**SHORT EXERCISE 1**
Transcribe the text about the magazine's one thousandth issue in full, changing nothing.

____ DOCUMENT SECTION

Our magazine is getting ready to celebrate the extraordinary and coveted publication of its one thousandth issue. The event comes as a truly unique opportunity to reconsider the epic cavalcade achieved by this glorious publication. For close on a century now, it has been covering the history of human habitation and our next issue will be especially conceived to mark this landmark occasion. It will also spur us on to keep up the good work, in the certainty, moreover, that we are now at a very important stage in people’s lives, a point where things can once again be changed in a big way.
Indeed this is now possible. We have several times paused to consider a circumstance of our lives to which, unfortunately, little attention is paid: that every human being is granted only their own time to live, a time forced upon them, the only one that belongs to them and to which they also belong. This circumstance, superbly evoked and described in the thinking of Ortega y Gasset, in its evidence and its being definitive and unappealable, for the lives of all humankind, has in fact been neglected and forgotten by humanity itself. It has not been taken into proper consideration. This circumstance being an established, incontrovertible and unalterable fact, it may perhaps be right not to attach too much importance to it and therefore to take it for what it is. Nevertheless we think it would be a mistake not to treat it as a subject of reflection. In this way, we can draw on it for elements that may be of use to our actions and lives.
We are now close to a change deemed by all to be necessary and no longer deferrable
Likewise however, a reflection on the time, the time granted us to live, our time, compared to the whole long time of humanity, might help us to situate our actions within a perspective better attuned to our own lives, as adequately and appropriately as possible. If we think of our time as being precisely situated between a time past and a future time, and not as an autonomous entity in itself, we can for example begin to choose and select with a heightened awareness the courses of action to be followed today; setting store by what our past can best suggest as possible answers to benefit our present, but in such a way as not to hinder our future.

________

**SHORT EXERCISE 2**
Format the stretch from the start of the listing below through the line that contains "Outline every instance" as a JSON list of strings, one string per line, skipping blank lines and leaving out the pictures.

____ DATASET ROWS

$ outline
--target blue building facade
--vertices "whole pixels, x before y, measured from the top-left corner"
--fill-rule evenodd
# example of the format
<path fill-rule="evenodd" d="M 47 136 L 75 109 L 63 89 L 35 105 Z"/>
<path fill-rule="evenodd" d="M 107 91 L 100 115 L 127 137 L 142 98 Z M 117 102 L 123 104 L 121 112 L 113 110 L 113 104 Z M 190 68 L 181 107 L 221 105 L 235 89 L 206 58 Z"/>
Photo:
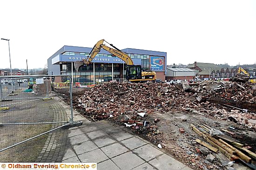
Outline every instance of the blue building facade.
<path fill-rule="evenodd" d="M 74 63 L 86 58 L 91 50 L 91 48 L 64 46 L 48 59 L 48 75 L 72 75 L 73 67 L 74 82 L 120 81 L 123 79 L 125 63 L 104 49 L 101 50 L 91 63 L 81 66 L 79 71 L 76 72 Z M 128 54 L 135 65 L 141 65 L 142 69 L 155 71 L 157 79 L 165 80 L 166 52 L 131 48 L 121 51 Z"/>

________

**WRITTEN ANSWER 1**
Our magazine is getting ready to celebrate the extraordinary and coveted publication of its one thousandth issue. The event comes as a truly unique opportunity to reconsider the epic cavalcade achieved by this glorious publication. For close on a century now, it has been covering the history of human habitation and our next issue will be especially conceived to mark this landmark occasion. It will also spur us on to keep up the good work, in the certainty, moreover, that we are now at a very important stage in people’s lives, a point where things can once again be changed in a big way.
Indeed this is now possible. We have several times paused to consider a circumstance of our lives to which, unfortunately, little attention is paid: that every human being is granted only their own time to live, a time forced upon them, the only one that belongs to them and to which they also belong. This circumstance, superbly evoked and described in the thinking of Ortega y Gasset, in its evidence and its being definitive and unappealable, for the lives of all humankind, has in fact been neglected and forgotten by humanity itself. It has not been taken into proper consideration. This circumstance being an established, incontrovertible and unalterable fact, it may perhaps be right not to attach too much importance to it and therefore to take it for what it is. Nevertheless we think it would be a mistake not to treat it as a subject of reflection. In this way, we can draw on it for elements that may be of use to our actions and lives.
We are now close to a change deemed by all to be necessary and no longer deferrable
Likewise however, a reflection on the time, the time granted us to live, our time, compared to the whole long time of humanity, might help us to situate our actions within a perspective better attuned to our own lives, as adequately and appropriately as possible. If we think of our time as being precisely situated between a time past and a future time, and not as an autonomous entity in itself, we can for example begin to choose and select with a heightened awareness the courses of action to be followed today; setting store by what our past can best suggest as possible answers to benefit our present, but in such a way as not to hinder our future.

**WRITTEN ANSWER 2**
[
  "$ outline",
  "--target blue building facade",
  "--vertices \"whole pixels, x before y, measured from the top-left corner\"",
  "--fill-rule evenodd",
  "# example of the format",
  "<path fill-rule=\"evenodd\" d=\"M 47 136 L 75 109 L 63 89 L 35 105 Z\"/>",
  "<path fill-rule=\"evenodd\" d=\"M 107 91 L 100 115 L 127 137 L 142 98 Z M 117 102 L 123 104 L 121 112 L 113 110 L 113 104 Z M 190 68 L 181 107 L 221 105 L 235 89 L 206 58 Z\"/>",
  "Photo:",
  "Outline every instance of the blue building facade."
]